Battu dans les urnes, le gouvernement parvient néanmoins à mettre en œuvre sa politique de réduction des salaires et de baisse des dépenses sociales, pendant deux ans. Une longévité extraordinaire, qui tient à un fait majeur : le soutien de la gauche sociale-démocrate. Elle défend face aux nazis une politique du « moindre mal » – ce qui semble paradoxal, puisque cette même politique nourrit le vote nazi. Dans une résolution votée le 3 octobre 1930, le SPD fustige à droite le « mouvement fasciste des nazis » et à gauche « le parti communiste », accusé de diviser la classe ouvrière.

Cherchant des alliances, Brüning songe à faire entrer trois ministres nazis au gouvernement. Mais l’obsession de Hitler pour « l’extermination des communistes, des socialistes et des forces réactionnaires » le refroidit quelque peu. L’alliance avec les nazis au Reich attendra, mais pourquoi ne pas former un tel gouvernement au niveau des États fédérés (Länder) ? Ainsi, le Chancelier écrit dans ses mémoires :

« Pour ne pas trancher les fils déjà tissés (…), je me déclarais disposé à faire en sorte que le NSDAP et le Zentrum puissent former des gouvernements dans les Parlements des Länder, partout où cela serait arithmétiquement possible, et ce, dès cette première phase de rapprochement entre nous. » (p.49)

Cette ligne politique est décisive : en décembre 1932, les nazis gouvernent dans cinq Länder, dont trois dirigés par la droite et le centre. Ces coalitions régionales servent à la fois de vitrine et de laboratoire à l’extrême droite – en matière de politique intérieure notamment. Elles participent aussi, selon Chapoutot, à une « habituation réciproque entre droite et extrême droite » qui rend crédible l’hypothèse nazie.
◆ ◆ ◆ ◆ ◆ ◆ ◆
CONSIGNE 1:
Recopiez le passage de l'extrait sur le gouvernement Brüning qui va de « Battu dans les » jusqu'à « la classe ouvrière. » inclus.

DONNÉES FOURNIES:
◆ ◆ ◆ ◆ ◆ ◆ ◆
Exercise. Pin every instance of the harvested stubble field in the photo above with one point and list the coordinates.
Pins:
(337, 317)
◆ ◆ ◆ ◆ ◆ ◆ ◆
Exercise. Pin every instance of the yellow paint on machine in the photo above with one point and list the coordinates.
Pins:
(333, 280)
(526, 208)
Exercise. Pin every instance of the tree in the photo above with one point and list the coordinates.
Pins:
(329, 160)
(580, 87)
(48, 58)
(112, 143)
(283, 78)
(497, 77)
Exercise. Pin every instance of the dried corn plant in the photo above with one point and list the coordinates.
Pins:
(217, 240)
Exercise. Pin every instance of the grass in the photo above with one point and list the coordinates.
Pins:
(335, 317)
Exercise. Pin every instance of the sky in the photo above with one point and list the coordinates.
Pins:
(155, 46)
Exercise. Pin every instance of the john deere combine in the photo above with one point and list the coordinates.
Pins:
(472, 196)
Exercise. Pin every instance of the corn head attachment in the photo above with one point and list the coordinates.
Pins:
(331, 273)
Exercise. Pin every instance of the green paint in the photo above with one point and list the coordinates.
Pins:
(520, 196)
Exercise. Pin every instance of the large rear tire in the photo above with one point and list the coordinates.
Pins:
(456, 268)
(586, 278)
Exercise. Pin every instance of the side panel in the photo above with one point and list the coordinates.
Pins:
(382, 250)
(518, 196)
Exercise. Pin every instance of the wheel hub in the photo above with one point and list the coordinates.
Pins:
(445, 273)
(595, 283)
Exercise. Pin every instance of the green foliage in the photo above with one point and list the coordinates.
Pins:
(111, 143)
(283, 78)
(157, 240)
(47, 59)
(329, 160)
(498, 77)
◆ ◆ ◆ ◆ ◆ ◆ ◆
CONSIGNE 2:
Affichez chaque ligne ci-dessus contenant le mot « green », en respectant la casse.

RÉSULTAT 1:
Battu dans les urnes, le gouvernement parvient néanmoins à mettre en œuvre sa politique de réduction des salaires et de baisse des dépenses sociales, pendant deux ans. Une longévité extraordinaire, qui tient à un fait majeur : le soutien de la gauche sociale-démocrate. Elle défend face aux nazis une politique du « moindre mal » – ce qui semble paradoxal, puisque cette même politique nourrit le vote nazi. Dans une résolution votée le 3 octobre 1930, le SPD fustige à droite le « mouvement fasciste des nazis » et à gauche « le parti communiste », accusé de diviser la classe ouvrière.

RÉSULTAT 2:
Exercise. Pin every instance of the green paint in the photo above with one point and list the coordinates.
Exercise. Pin every instance of the green foliage in the photo above with one point and list the coordinates.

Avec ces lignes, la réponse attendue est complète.